Listed entries –
════

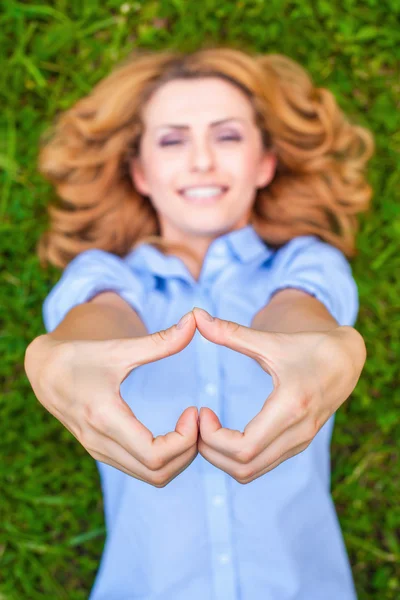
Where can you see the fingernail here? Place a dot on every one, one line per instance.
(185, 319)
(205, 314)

════

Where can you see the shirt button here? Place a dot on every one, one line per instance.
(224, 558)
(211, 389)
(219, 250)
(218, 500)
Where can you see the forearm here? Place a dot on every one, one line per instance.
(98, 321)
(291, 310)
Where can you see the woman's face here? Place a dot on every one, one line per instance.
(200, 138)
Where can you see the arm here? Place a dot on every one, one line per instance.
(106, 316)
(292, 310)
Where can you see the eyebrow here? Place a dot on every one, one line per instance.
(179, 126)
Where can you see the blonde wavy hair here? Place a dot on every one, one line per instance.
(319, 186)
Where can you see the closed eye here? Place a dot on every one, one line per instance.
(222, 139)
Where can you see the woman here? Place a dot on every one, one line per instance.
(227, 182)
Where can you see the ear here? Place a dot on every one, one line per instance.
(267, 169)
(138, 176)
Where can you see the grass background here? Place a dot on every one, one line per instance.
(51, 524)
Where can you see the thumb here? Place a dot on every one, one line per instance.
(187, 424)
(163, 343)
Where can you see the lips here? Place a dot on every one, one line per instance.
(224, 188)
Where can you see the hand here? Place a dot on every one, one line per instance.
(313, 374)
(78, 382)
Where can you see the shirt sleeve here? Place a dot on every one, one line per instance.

════

Work order – I'd like the lines above from the one with "Where can you see the eyebrow" up to and including the one with "Where can you see the shirt sleeve" copied exactly, with no other lines.

Answer to the problem –
Where can you see the eyebrow here? Place a dot on every one, one line per instance.
(179, 126)
Where can you see the blonde wavy hair here? Place a dot on every one, one line per instance.
(319, 186)
Where can you see the closed eye here? Place a dot on every one, one line per instance.
(222, 139)
Where can you see the woman here? Place a dot on every one, one line per instance.
(227, 182)
Where can you see the ear here? Place a dot on every one, one line per instance.
(267, 169)
(138, 176)
Where can you see the grass background here? Place a dot on every one, one line per instance.
(51, 524)
Where can you see the thumb here? Place a dot on every one, one line per instance.
(187, 424)
(163, 343)
Where can you see the lips here? Place a dot on every one, one line per instance.
(224, 188)
Where can you see the hand here? Place a dot on every one, one line per instance.
(313, 374)
(78, 382)
Where can you see the shirt sleeve here? Place a dot on every one, one line per instance.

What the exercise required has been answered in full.